_DOCUMENT PASSAGE_
For SMTP delivery method:

oDecrease the timeout value set in the OtherCmdsTimeout parameter in the [Sender] section.

oIf value of the Router parameter in the [Sender] section is specified, avoid using Lookup that contact external DBMS and LDAP (see the note on Lookup usage, mentioned above).

oCheck operation of MTAs that receive messages from Dr.Web MailD – check time required to receive MTA response on attempt of drweb-sender module to establish connection as well as where an error occurs while message delivery.

For Pipe delivery method:

oCheck operation of the local MTA that receives messages from Dr.Web MailD. Its daemon that is responsible for local message delivery must be configured correctly.

If during Dr.Web MailD operation number of messages in delivery queue increases (located in the %var_dir/msgs/out directory), it is recommended to send SIGUSR2 signal to drweb-sender module when it is not peak usage time.

Moreover, you can implement cluster solution using internal proxying of requests from Sender and Receiver to several MailD core instances.

Recommendations on configuring Dr.Web MailD if the processed traffic primarily consists of large messages:

1.It is recommended to avoid using Dr.Web Modifier as well as any filtering based on content analysis (that is, avoid setting values to the RejectPartCondition, AcceptPartCondition and MissingHeader  parameters of Dr.Web HeadersFilter plug-in as well as to the RegexForChechecked parameter to Drweb plug-in and etc.). It is recommended because search within MIME objects can significantly reduce message processing. Vaderetro, Dr.Web Modifier and Drweb plug-ins store both message body and headers in RAM memory while processing, so it is recommended to assign the plug-ins to AfterQueueFilters queue (use asynchronous mode).

2.Increase IPC timeout (the IpcTimeout parameter in the [General] section) to 5 minutes, if Drweb plug-in is used.

3.Increase file scanning timeout in Dr.Web Daemon settings as well as the value of the Timeout parameter in Drweb plug-in settings (maximum 10 minutes).

4.Mount directory with messages and Quarantine directory (%var_dir/msgs and %var_dir/infected) into the tmpfs file system, but only if sufficient RAM memory is available in case of large number of messages.

5.Set the maximum size of a message body saved to the internal DB to 1 KB (set MaxBodySizeInDB = 1k in the [MailBase] section).

6.Stop restricting message size and amount of disk space available for Quarantine (set 0 as a value of the MaxSize and MaxNumber parameters in the [Quarantine] section). Note that if DBI is used, Quarantine with large messages will be saved to DBMS, that will cause additional load on server. It does not influence Dr.Web MailD operation directly, but can affect the average load on the server.

7.Restrict time to store messages in Quarantine if no special condition is required (controlled with the StoredTime parameter in the [Quarantine] section). Otherwise, they will consume disk space.

8.Control disk space consumed by %var_dir/msgs/out and %var_dir/msgs/out/failed directories, which allows to detect problems with message delivery and keep free space on the disk.

For stable Dr.Web MailD operation, it is required to have more RAM memory than total amount of messages processed per second and multiplied by the average time required for processing, in seconds. At that, limitation on the number of threads in a pool, specified in component pool settings, restricts the total number of messages per second. The average time required for processing one message in seconds depends only on server capacity (with constatnt settings for plug-ins, processing Rules etc.). Thus, the average time must be estimated with the use of Dr.Web MailD logs for the current architecture. To provide stable operation, pools of drweb-receiver (drweb-milter), drweb-maild and drweb-sender modules must have the same number of threads. However, if drweb-sender uses routing configured by the Router parameter value, this module must have more threads in its pool than other modules.

If a time period of 5 seconds, specified in IpcTimeout, is not enough for message processing, balance the load and decrease the number of threads in pools (see above).

_SUPPLIED ENTRIES_
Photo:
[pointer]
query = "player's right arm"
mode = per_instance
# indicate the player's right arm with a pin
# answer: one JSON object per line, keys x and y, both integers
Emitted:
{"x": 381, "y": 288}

_SET OF TASKS_
1 - In the Dr.Web MailD passage, to what value should the IPC timeout be raised if the Drweb plug-in is used?
2 - Quote the Dr.Web MailD passage between "oDecrease the timeout" and "peak usage time.", inclusive.

_ANSWERS PER TASK_
1 - To 5 minutes.

2 -
oDecrease the timeout value set in the OtherCmdsTimeout parameter in the [Sender] section.

oIf value of the Router parameter in the [Sender] section is specified, avoid using Lookup that contact external DBMS and LDAP (see the note on Lookup usage, mentioned above).

oCheck operation of MTAs that receive messages from Dr.Web MailD – check time required to receive MTA response on attempt of drweb-sender module to establish connection as well as where an error occurs while message delivery.

For Pipe delivery method:

oCheck operation of the local MTA that receives messages from Dr.Web MailD. Its daemon that is responsible for local message delivery must be configured correctly.

If during Dr.Web MailD operation number of messages in delivery queue increases (located in the %var_dir/msgs/out directory), it is recommended to send SIGUSR2 signal to drweb-sender module when it is not peak usage time.